* [SUPPLIED RECORDS]
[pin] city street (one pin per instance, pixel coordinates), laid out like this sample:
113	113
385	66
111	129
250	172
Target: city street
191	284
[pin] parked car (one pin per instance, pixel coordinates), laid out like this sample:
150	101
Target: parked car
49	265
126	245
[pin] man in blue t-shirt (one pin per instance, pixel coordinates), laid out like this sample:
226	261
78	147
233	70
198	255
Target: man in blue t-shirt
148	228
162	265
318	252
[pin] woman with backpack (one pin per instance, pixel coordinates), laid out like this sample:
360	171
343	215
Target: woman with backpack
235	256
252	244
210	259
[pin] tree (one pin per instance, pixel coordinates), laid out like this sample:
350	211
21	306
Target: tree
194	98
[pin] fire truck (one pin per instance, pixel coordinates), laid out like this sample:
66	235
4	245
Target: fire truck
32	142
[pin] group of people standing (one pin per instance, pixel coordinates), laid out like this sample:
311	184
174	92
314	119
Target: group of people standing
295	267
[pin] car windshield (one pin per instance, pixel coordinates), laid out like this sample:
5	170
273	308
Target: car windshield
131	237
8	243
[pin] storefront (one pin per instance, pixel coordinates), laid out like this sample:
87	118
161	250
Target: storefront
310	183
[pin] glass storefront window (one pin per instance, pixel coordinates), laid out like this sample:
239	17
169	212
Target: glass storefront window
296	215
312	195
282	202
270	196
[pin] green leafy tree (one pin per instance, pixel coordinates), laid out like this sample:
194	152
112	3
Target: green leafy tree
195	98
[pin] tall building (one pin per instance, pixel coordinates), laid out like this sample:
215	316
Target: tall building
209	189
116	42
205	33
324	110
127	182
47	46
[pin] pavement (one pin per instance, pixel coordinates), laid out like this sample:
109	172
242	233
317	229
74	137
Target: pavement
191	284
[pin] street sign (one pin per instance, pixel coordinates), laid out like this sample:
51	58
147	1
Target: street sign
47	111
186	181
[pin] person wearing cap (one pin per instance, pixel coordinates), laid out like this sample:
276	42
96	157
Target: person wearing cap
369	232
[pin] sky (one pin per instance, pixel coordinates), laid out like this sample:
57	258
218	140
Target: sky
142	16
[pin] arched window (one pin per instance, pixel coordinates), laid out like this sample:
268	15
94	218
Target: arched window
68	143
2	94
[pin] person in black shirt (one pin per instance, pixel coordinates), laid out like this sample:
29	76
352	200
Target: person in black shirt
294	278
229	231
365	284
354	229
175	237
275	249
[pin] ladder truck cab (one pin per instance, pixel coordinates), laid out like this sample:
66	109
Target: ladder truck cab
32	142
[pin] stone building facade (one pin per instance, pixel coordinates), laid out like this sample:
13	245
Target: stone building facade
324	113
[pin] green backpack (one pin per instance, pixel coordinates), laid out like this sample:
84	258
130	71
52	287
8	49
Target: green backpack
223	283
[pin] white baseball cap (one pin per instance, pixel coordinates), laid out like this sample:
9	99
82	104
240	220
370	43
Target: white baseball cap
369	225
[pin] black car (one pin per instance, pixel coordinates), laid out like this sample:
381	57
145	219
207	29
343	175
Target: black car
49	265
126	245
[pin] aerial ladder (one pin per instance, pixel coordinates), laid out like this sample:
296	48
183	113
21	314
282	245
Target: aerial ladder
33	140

* [EXERCISE AIM]
Output the entire set of records exactly as shown.

* [WRITTEN RESPONSE]
[pin] city street (one pin per instance, pixel coordinates), laid out like this sample:
113	113
385	66
111	129
250	172
Target: city street
191	284
[pin] parked car (one pin per instance, pixel coordinates), laid out like this sample:
150	101
Target: parked car
49	265
126	245
[pin] man in blue t-shirt (one pin per instance, pixel coordinates), laid out like this sample:
226	261
78	147
233	70
198	255
Target: man in blue t-shirt
148	228
162	265
318	252
[pin] woman with backpack (one pin per instance, pixel coordinates), laid out like this sample:
360	171
343	215
Target: woman with backpack
235	256
252	244
210	259
[pin] tree (one pin per instance, pixel coordinates), laid out like this sample:
350	211
21	306
Target: tree
194	98
[pin] fire truck (one pin per instance, pixel coordinates), laid out like this sample:
66	235
4	245
Target: fire truck
32	142
[pin] group of people standing (one pin per instance, pixel coordinates), laid out like this sample:
311	184
174	92
314	119
Target: group of people standing
295	267
[pin] car windshield (one pin per instance, pixel coordinates), laid out like this sample:
5	170
273	308
Target: car windshield
131	237
8	243
[pin] storefront (one pin per instance, pixel coordinates), laid out like this sample:
87	118
161	250
Target: storefront
310	183
[pin] glass storefront window (one pin per instance, pixel coordinates), laid out like this sample:
239	17
169	212
Target: glass storefront window
296	215
312	195
282	202
270	196
[pin] green leafy tree (one pin per instance, pixel coordinates), laid out like this sample:
194	152
112	3
Target: green leafy tree
195	98
[pin] tall building (one pin per instance, pixel coordinates), laid out like this sample:
215	316
Target: tall building
209	189
116	42
205	33
324	110
127	182
47	46
[pin] pavement (one pin per instance, pixel coordinates), laid out like this sample:
109	172
242	233
317	229
74	137
Target: pavement
191	284
[pin] street sign (one pin per instance, pixel coordinates), laid out like this sample:
51	58
147	1
Target: street sign
47	111
186	181
[pin] person wearing cap (one pin per instance, pixel coordinates), laid out like this sample:
276	42
96	157
Target: person wearing cap
369	232
[pin] sky (one pin per instance, pixel coordinates), laid out like this sample:
57	258
218	140
Target: sky
142	16
[pin] arched window (one pin per instance, pixel coordinates), laid out like this sample:
268	15
94	218
Target: arched window
68	143
2	94
[pin] person in black shirt (one pin per instance, pixel coordinates), laid out like this sample:
29	76
352	200
Target: person in black shirt
294	278
229	231
365	284
354	229
175	237
275	249
[pin] ladder truck cab (one pin per instance, pixel coordinates), laid out like this sample:
66	109
Target: ladder truck cab
32	142
[pin] stone building facade (one pin per instance, pixel coordinates), laid out like this sample:
13	245
Target: stone building facade
324	113
[pin] green backpack (one pin per instance, pixel coordinates), laid out like this sample:
84	258
130	71
52	287
8	49
Target: green backpack
223	283
[pin] white baseball cap (one pin per instance, pixel coordinates), laid out like this sample:
9	99
82	104
240	220
370	43
Target: white baseball cap
369	225
[pin] black car (one pin per instance, pixel coordinates), laid out like this sample:
381	57
145	219
207	29
343	175
Target: black car
49	265
126	245
[pin] aerial ladder (one pin per instance, pixel coordinates), laid out like this sample:
296	48
183	113
21	314
282	245
Target: aerial ladder
33	140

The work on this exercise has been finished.